- [TASK TO CARRY OUT] Please explain, in one to three sentences, Clement Adebamowo's part in the International HapMap Project as his biography describes it.

- [TEXT FOR ANALYSIS]
Start of Block

- Born: Lagos, Nigeria
- Education: University of Jos, Nigeria
- Known for: Work on non-communicable diseases epidemiology and AIDS-associated malignancies
- Scientific career
- Fields: Epidemiology
- Workplaces: Institute of Human Virology, West African College of Surgeons

= Clement Adebamowo =

Nigerian medical researcher

Clement Adebamowo is a Nigerian academic, epidemologist, medical and public health researcher. He is a professor of Epidemiology and Public Health who currently serves as Director of Global Health Cancer Research at the University of Maryland School of Medicine.

He is known for his research work in cancer epidemiology, nutrition, epidemiology, and research ethics, particularly in low resource and under-served in Africa.

==Education==
Adebamowo graduated from the University of Jos, Nigeria, having earned BM ChB Hons and a distinction at every examination. He trained in Surgery and Oncology at University College, Ibadan, Nigeria, and studied epidemiology and biostatistics at Harvard University, where he earned a Doctor of Science (ScD).

==Scientific work ==
Adebamowo has published more than 80 scientific articles. His research interests are non-communicable disease epidemiology, cancer epidemiology, AIDS-associated malignancies, and Bioethics.

He worked on community engagement and sample collection as part of the International HapMap Project, and, along with Charles Rotimi, is one of the principal investigators responsible for the HapMap and 1000 Genomes Project work with the "Yoruba in Ibadan, Nigeria" population.

End of Block

- [LISTED RECORDS]
Start of Block

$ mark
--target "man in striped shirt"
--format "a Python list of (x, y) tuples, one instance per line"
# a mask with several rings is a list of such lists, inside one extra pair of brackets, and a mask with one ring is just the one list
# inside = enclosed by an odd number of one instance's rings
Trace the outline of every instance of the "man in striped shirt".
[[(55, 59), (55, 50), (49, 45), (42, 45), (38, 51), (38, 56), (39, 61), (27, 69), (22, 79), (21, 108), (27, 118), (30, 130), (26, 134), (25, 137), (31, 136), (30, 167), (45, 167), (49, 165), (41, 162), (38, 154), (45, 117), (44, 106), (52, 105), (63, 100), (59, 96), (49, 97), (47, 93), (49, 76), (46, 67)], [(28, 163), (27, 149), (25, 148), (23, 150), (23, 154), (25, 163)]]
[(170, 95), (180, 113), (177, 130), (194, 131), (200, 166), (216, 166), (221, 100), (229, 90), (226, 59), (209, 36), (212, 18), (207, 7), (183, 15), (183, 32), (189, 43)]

End of Block

- [RESPONSE TO THE TASK] He worked on community engagement and sample collection for the International HapMap Project. Along with Charles Rotimi, he is one of the principal investigators responsible for the HapMap and 1000 Genomes Project work with the "Yoruba in Ibadan, Nigeria" population.